▶ TASK A
Transcribe the passage in the pharmacy break-in story starting at "Aldridge worked to" and ending at "their cloud environment.".
▶ TASK B
Go on with the story of the pharmacy break-in and its data recovery, picking up after its last sentence.

▶ TEXT EXCERPT
A Prescription For Disaster
Aldridge is a managed services provider providing best-fit IT and cloud computing solutions to growing small and medium-sized businesses. The MSP’s clients benefit from their unsurpassed commitment to support. For one customer in particular, Texas-based pharmacy Complete Pharmacy Care (CPC), Aldridge’s first-responder assistance in the face of disaster is the only reason the company remains in business today. Here is their story.
Around 2:00 AM on Sunday morning, Aldridge’s client monitoring system notified them of an outage at the site of CPC. The IT company sprung into action, sending an onsite technician to meet the client onsite at the pharmacy to try and mitigate the situation. What they found when they arrived is unlike anything they’d dealt with before.
According to Santos Gaitan, NOC Technician at Aldridge, “The server room in a state of destruction: a hole had been cut into the ceiling, allowing rain from the weekend’s storms to fall onto the equipment. Hard drives from all servers had been pulled and various cabling had been cut. Someone had ripped into the walls to tear out network cabling. Needless to say, it was a complete disaster.”
The pharmacy’s CEO, Leonard Lynskey, knew this was bad news. The server room hosted almost everything they needed to stay up and running, including prescription records, a digital fax server that stored data, an exchange server that stored email, a server that ran printers, and the only phone system.
Lynskey recalled, “We’re sitting there, and we have no way to call our patients, to send or receive faxes or emails – there’s nothing. Imagine you walk into your business on a Monday morning and everything you have to communicate is gone. Gone.”
Oddly enough for a pharmacy crime such as this, almost no medication had been stolen during the break-in. It was apparent that the destructive act was committed solely to destroy the company itself.
Gaitan contacted Datto and verified that the previous night’s offsite backups had completed around midnight without issue, which was a few hours prior to the break-in.
Lynskey remembered the relief of learning this great news. “In the midst of all of the chaos, [Aldridge] said ‘the Datto backup finished an hour before you were robbed. You have everything. You have email, all your patient data, fax server data – everything.’”
Aldridge worked to ensure it’s client was able to get back up on its feet. Within the hour, Aldridge had all of CPC’s servers spun up in the Datto cloud and were able to begin migrating the data into their cloud environment.

[Phrase grounding data]
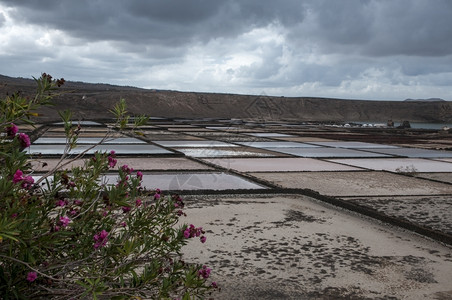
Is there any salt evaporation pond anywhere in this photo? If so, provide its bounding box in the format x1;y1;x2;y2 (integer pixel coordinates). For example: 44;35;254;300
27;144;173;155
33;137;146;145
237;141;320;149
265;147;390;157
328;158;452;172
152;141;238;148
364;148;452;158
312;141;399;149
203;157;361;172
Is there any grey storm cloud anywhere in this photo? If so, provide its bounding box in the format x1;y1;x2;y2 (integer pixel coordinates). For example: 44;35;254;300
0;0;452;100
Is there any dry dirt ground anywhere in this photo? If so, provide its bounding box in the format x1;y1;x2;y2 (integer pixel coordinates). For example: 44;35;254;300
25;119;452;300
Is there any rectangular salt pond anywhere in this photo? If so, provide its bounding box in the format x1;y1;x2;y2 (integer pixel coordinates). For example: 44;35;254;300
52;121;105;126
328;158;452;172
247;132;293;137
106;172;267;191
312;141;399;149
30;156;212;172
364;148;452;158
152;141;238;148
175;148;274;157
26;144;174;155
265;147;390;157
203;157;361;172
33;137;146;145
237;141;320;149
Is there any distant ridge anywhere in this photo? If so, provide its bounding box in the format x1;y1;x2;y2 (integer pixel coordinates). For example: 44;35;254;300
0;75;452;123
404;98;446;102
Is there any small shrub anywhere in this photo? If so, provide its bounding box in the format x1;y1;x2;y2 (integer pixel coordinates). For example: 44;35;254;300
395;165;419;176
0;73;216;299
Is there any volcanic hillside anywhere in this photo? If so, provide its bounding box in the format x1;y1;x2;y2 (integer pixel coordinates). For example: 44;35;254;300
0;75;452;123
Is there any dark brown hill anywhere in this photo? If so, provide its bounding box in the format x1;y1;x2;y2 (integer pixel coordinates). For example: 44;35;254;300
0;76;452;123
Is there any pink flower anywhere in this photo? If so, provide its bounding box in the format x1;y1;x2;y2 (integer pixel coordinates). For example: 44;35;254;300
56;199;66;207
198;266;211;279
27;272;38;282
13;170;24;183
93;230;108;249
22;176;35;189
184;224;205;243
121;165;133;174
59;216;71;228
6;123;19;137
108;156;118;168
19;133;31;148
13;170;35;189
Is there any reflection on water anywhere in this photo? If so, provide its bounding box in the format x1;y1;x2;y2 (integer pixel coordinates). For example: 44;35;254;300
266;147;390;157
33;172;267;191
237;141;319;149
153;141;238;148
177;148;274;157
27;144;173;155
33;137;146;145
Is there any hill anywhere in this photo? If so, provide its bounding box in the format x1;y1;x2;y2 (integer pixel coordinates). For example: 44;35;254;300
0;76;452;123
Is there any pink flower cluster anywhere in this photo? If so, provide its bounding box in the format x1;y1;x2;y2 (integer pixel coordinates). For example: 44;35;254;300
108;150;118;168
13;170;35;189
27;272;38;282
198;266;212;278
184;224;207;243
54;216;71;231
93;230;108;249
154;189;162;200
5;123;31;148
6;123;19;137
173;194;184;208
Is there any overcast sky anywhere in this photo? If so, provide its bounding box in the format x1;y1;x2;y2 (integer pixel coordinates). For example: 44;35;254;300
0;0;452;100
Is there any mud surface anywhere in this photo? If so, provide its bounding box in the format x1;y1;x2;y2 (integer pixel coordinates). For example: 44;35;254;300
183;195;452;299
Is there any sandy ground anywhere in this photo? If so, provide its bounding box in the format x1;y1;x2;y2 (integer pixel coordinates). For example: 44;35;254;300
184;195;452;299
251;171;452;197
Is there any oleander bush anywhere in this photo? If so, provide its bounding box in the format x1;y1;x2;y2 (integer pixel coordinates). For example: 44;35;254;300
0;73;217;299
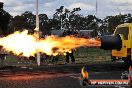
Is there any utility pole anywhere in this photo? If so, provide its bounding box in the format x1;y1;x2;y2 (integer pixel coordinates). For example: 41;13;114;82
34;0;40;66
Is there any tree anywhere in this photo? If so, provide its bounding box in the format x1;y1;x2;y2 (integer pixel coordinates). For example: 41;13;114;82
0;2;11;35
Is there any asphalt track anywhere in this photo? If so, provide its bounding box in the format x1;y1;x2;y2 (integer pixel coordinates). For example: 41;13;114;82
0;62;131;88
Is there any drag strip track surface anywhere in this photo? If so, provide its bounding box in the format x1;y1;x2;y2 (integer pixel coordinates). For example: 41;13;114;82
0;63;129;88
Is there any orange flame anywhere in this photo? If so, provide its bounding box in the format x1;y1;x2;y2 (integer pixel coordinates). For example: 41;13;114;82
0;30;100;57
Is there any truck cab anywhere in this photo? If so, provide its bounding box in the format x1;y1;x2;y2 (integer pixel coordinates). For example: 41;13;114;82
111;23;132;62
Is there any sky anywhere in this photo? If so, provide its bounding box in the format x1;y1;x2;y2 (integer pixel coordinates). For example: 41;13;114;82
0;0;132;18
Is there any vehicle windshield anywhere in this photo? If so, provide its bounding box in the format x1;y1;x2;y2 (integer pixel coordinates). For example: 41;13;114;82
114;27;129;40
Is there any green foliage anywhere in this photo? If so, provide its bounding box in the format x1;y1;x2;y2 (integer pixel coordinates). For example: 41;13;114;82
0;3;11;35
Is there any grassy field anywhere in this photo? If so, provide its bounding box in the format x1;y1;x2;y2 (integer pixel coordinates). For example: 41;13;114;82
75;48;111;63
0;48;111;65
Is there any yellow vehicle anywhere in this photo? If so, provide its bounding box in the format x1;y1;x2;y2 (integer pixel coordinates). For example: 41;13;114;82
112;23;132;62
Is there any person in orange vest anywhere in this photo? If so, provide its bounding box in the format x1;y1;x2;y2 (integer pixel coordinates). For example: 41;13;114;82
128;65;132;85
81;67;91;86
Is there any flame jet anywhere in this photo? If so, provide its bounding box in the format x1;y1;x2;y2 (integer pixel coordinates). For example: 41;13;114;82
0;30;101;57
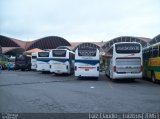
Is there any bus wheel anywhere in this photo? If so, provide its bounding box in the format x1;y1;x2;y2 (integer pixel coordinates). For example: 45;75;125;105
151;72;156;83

▶ ANSWER SPACE A
Aldridge worked to ensure it’s client was able to get back up on its feet. Within the hour, Aldridge had all of CPC’s servers spun up in the Datto cloud and were able to begin migrating the data into their cloud environment.

▶ ANSWER SPACE B
On Monday morning, CPC employees were unable to work at their office due to the structural damage. However, thanks to the Datto restores Aldridge had pulled the night before, they were able to access their critical client data. By Tuesday, they were able to start serving patients on a limited basis.
“We were only down one day. Had we not had a second copy of our data already up in the cloud, we would not be having this conversation,” said Lynskey.
“We were able to get Datto to copy all the backup data to a new physical device and deliver it before the end of the week, allowing us to completely migrate the client’s environment to our cloud,” says Gaitan.
The pharmacy learned a valuable lesson that day. Said Lynskey, “People don’t realize how vulnerable they are. All you have to do to destroy a business is destroy the servers.” Lucky for CPC, Aldridge had ensured the business was leveraging Datto, which had prepared the company for this sort of disaster. As a result, Complete Pharmacy Care survived the incident with limited downtime and zero data loss.
Reflecting on how the situation would have been had they not implemented the Datto solution, Lynskey asserted, “Because of the physical damage inflicted on the pharmacy, we absolutely would have gone bankrupt. It would have taken us six weeks to rebuild all of the equipment.”
“We prevented the client from going out of business,” says Gaitan. “Due to the fact that the client handles critical medications, it’s likely that our actions not only saved the company but may have saved lives.”
“Datto provided a ray of hope in all of this because we had all of the data and all we had to do was build a bridge to it,” said Lynskey.